Retype every line of the data, keeping each word exactly.

■ Saved data entries
BEGIN

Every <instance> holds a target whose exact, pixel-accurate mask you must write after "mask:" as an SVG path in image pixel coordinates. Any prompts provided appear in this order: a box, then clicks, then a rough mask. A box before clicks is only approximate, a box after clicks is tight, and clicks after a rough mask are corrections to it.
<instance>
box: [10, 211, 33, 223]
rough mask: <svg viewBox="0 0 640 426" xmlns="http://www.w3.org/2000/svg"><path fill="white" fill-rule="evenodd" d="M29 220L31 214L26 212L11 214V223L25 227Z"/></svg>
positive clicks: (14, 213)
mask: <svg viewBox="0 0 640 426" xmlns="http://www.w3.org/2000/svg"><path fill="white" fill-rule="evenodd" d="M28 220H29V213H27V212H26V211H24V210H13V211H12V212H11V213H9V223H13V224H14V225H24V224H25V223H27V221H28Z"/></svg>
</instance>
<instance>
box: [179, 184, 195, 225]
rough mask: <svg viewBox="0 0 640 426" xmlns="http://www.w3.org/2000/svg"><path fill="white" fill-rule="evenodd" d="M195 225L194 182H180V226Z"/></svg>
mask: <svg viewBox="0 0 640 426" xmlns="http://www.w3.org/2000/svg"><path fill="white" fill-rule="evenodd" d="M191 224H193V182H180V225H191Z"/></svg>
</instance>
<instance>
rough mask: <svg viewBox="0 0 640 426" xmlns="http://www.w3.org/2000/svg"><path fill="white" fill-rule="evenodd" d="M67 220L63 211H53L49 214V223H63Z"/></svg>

END

■ Your response
Every <instance> holds a target whose exact, pixel-accurate mask you must write after "mask:" as an SVG path in image pixel coordinates. Any prompts provided appear in this order: a box, then clicks, then a rough mask. A box before clicks is only approximate, a box after clicks is tight, and clicks after a rough mask are corrections to it.
<instance>
box: [10, 211, 33, 223]
rough mask: <svg viewBox="0 0 640 426" xmlns="http://www.w3.org/2000/svg"><path fill="white" fill-rule="evenodd" d="M29 220L31 214L26 212L11 214V223L25 227Z"/></svg>
positive clicks: (14, 213)
mask: <svg viewBox="0 0 640 426" xmlns="http://www.w3.org/2000/svg"><path fill="white" fill-rule="evenodd" d="M28 220H29V213H27V212H26V211H24V210H13V211H12V212H11V213H9V223H13V224H14V225H24V224H25V223H27V221H28Z"/></svg>
</instance>
<instance>
box: [179, 184, 195, 225]
rough mask: <svg viewBox="0 0 640 426" xmlns="http://www.w3.org/2000/svg"><path fill="white" fill-rule="evenodd" d="M195 225L194 182H180V226Z"/></svg>
mask: <svg viewBox="0 0 640 426" xmlns="http://www.w3.org/2000/svg"><path fill="white" fill-rule="evenodd" d="M191 224H193V182H180V225H191Z"/></svg>
</instance>
<instance>
rough mask: <svg viewBox="0 0 640 426" xmlns="http://www.w3.org/2000/svg"><path fill="white" fill-rule="evenodd" d="M67 220L63 211H53L49 214V223H63Z"/></svg>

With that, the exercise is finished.